The Bush
administration's drug and sexual health policy is a key
issue as the World Health Organization chooses its
next leader, a post that wields great power in
allocating billions of dollars in funds to alleviate
misery around the world.
After two days of
closed-door deliberations, WHO is set to announce its
new chief Wednesday.
Contenders for
WHO's top job include Dr. Margaret Chan, a bird flu expert
and former Hong Kong director of health; Dr. Shigeru Omi of
Japan, who heads WHO's Asia office; Mexican health
minister Dr. Julio Frenk; Spanish health minister
Elena Salgado Mendez; and Dr. Kazem Behbehani, a veteran
WHO official in Kuwait.
The United States
has not declared a preference for any candidate.
Critics say the
United States, WHO's largest donor, plays too large a
role behind the scenes. They argue that the Bush
administration is promoting the interests of its
pharmaceutical industry -- at the expense of
poor
AIDS patients who
could be saved by cheap generic medicines -- and has
adopted an ideological line on issues like abortion.

Data records:
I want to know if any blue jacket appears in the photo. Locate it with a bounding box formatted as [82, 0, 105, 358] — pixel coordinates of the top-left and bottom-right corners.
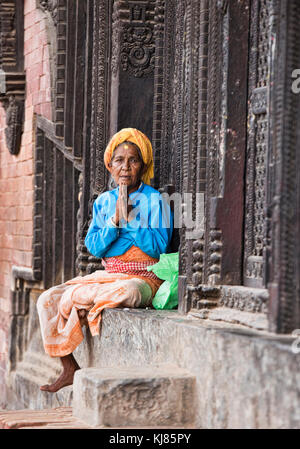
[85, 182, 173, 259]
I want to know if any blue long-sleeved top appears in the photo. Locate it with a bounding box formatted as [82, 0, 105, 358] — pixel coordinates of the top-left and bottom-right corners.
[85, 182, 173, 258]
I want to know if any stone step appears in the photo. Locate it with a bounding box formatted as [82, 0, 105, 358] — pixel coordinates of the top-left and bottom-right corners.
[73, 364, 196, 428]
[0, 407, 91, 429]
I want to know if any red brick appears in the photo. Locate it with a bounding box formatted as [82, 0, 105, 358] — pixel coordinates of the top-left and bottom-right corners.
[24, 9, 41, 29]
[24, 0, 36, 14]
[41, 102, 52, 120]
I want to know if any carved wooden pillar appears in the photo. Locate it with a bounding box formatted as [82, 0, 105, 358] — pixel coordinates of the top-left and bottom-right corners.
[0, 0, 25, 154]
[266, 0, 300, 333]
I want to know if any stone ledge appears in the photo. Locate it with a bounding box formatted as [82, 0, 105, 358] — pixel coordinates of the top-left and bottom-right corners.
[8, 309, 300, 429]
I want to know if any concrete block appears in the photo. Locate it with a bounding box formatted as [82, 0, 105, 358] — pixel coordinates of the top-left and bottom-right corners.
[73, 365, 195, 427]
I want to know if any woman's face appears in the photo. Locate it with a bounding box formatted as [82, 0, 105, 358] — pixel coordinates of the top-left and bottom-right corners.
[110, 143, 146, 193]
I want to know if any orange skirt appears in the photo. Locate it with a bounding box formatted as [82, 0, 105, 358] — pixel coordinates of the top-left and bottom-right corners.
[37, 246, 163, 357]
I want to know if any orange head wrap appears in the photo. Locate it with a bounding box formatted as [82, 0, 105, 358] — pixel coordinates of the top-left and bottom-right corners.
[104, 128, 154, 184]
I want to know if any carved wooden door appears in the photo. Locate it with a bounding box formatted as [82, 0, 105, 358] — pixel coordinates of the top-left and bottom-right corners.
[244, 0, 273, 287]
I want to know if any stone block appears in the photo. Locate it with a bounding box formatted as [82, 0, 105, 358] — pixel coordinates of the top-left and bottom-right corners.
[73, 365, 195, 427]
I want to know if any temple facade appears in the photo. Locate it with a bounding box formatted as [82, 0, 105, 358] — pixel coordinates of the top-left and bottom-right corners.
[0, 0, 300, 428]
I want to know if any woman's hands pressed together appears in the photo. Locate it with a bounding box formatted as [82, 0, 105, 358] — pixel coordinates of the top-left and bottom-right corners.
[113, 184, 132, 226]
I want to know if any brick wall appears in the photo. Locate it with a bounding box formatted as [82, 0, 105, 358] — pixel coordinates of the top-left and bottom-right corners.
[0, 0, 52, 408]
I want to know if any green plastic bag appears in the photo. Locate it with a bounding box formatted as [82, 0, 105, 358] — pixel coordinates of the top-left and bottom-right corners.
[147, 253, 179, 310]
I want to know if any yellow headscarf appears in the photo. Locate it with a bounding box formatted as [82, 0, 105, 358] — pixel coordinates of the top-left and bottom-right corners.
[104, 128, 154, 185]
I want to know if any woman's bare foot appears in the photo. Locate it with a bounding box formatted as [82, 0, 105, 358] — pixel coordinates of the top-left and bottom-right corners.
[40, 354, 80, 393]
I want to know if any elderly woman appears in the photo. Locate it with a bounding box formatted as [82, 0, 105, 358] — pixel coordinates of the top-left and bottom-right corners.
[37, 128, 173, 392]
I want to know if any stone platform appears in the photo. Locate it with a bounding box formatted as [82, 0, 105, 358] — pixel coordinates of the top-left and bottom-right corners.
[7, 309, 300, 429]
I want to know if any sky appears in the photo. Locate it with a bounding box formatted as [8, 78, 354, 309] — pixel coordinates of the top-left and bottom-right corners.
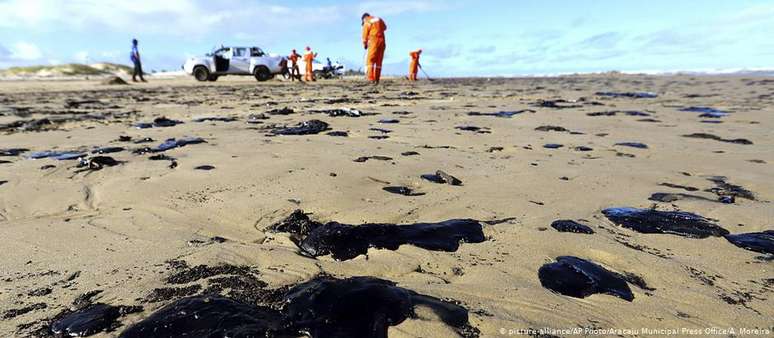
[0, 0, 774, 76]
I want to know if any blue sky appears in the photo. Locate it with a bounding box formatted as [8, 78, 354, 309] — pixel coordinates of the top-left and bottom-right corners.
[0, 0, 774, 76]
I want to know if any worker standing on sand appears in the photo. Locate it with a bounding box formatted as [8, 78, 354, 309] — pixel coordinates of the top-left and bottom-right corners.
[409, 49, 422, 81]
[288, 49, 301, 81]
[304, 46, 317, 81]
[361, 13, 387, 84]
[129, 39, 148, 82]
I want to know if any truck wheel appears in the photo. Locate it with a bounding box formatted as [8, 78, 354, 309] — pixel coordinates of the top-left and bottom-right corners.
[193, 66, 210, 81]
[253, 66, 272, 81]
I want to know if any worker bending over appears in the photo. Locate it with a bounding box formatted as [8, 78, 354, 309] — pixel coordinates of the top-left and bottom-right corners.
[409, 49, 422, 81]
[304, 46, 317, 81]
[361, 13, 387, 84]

Work item:
In the article on choosing the next WHO leader, which WHO office does Dr. Shigeru Omi head?

Solved problem:
WHO's Asia office.